§ **WORK TASK**:
Work out the count of lines in the entries below that include "holds", and write only that count.

§ **MATERIAL FOR THE TASK**:
============================================================
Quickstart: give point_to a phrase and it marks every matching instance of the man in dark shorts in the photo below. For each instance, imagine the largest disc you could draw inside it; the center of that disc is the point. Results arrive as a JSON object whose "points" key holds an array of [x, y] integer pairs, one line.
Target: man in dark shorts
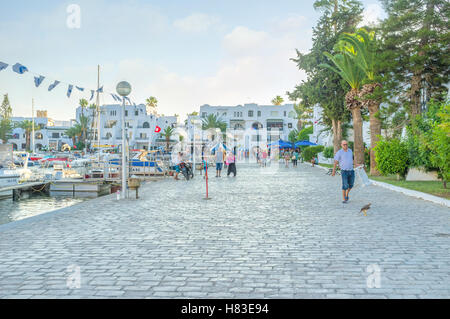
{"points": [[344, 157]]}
============================================================
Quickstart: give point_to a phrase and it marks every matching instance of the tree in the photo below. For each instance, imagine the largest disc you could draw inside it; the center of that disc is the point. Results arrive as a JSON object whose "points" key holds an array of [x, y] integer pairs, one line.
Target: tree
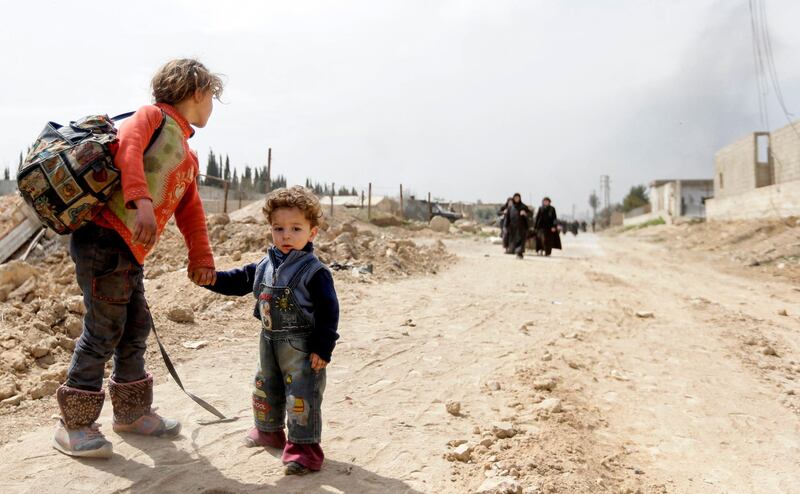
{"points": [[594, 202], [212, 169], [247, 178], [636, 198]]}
============================================================
§ **ANSWER SECTION**:
2